• _SET PROBLEM_
Copy out exactly every line from the line containing "Task: where can the peeling" until the records below end, inclusive of both boundary lines.

[Entries from a pointing dataset]
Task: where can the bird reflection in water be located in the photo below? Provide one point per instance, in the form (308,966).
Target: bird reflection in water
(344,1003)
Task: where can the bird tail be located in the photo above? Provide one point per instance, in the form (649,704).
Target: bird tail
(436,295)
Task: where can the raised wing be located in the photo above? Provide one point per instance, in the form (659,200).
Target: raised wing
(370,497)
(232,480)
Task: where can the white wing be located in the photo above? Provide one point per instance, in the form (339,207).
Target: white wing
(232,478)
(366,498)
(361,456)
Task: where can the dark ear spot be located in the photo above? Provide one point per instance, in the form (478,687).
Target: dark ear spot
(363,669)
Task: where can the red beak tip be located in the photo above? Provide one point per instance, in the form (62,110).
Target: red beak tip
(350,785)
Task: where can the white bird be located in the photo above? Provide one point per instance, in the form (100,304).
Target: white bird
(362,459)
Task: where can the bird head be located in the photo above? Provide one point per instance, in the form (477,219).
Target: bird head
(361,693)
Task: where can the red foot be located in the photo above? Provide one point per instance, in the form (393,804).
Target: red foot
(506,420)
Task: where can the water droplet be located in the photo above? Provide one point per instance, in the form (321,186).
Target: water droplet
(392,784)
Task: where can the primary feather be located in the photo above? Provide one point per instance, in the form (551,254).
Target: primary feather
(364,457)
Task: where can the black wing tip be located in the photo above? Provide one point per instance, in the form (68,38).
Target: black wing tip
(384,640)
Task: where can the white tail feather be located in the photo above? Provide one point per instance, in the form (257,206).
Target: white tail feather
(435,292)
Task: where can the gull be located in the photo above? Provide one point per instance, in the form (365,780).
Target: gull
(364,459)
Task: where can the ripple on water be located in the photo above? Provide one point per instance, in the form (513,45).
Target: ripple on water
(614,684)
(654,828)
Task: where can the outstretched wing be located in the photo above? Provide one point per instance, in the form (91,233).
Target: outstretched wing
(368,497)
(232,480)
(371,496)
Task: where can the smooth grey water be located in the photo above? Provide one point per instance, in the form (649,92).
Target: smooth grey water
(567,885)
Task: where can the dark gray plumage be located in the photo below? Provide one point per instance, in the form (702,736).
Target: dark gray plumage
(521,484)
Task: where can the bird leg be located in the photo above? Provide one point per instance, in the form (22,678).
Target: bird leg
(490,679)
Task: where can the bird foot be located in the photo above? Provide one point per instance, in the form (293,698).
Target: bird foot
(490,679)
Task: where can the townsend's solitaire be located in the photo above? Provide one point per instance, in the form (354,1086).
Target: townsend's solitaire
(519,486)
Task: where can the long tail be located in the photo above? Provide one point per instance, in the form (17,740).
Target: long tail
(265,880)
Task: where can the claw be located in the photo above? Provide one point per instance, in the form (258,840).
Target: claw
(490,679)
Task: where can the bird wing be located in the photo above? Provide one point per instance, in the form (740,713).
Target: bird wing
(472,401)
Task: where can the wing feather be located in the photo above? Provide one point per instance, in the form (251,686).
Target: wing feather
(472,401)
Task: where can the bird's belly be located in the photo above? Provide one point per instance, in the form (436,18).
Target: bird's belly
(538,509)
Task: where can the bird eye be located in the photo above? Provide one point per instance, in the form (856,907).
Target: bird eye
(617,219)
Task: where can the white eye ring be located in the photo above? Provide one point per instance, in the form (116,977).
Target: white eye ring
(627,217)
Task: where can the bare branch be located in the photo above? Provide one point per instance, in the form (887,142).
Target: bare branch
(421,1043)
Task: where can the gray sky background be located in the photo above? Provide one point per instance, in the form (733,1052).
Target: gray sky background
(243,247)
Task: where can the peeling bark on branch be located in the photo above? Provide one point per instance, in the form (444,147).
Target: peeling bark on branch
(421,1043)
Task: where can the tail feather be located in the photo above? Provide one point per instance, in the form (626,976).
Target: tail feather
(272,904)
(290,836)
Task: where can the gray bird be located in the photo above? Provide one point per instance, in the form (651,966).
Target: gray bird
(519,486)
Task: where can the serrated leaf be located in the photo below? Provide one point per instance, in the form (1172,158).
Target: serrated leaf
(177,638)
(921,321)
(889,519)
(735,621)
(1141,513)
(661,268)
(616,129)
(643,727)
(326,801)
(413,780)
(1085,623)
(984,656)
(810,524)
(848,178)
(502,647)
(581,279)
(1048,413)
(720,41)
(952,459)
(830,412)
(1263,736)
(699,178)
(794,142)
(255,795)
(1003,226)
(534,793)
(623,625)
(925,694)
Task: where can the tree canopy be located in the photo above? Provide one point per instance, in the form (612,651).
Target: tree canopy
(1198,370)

• _TASK ANSWER_
Task: where can the peeling bark on branch be located in the photo above? Provide one point per instance, in the form (444,147).
Target: peeling bark on branch
(421,1043)
Task: where can the tail feather be located in the photo above? Provide one point per instance, in the form (626,976).
Target: tail feather
(272,904)
(290,836)
Task: where can the gray bird be located in the photo above? Provide one point per instance, in the form (651,966).
Target: gray bird
(519,486)
Task: where can the serrated leaf be located in the photo below? Provide one point per instance, in the form (1172,158).
Target: serrated leaf
(177,638)
(921,321)
(889,519)
(735,621)
(1141,513)
(661,268)
(616,129)
(643,727)
(326,801)
(413,780)
(1085,623)
(984,656)
(810,524)
(848,178)
(502,647)
(581,279)
(1048,413)
(720,41)
(952,459)
(830,412)
(1263,736)
(699,178)
(794,142)
(255,795)
(1003,226)
(534,793)
(623,625)
(925,694)
Task: where can the tree canopy be located in the photo above? Provide one point per instance, in the form (612,651).
Target: tree canopy
(1198,370)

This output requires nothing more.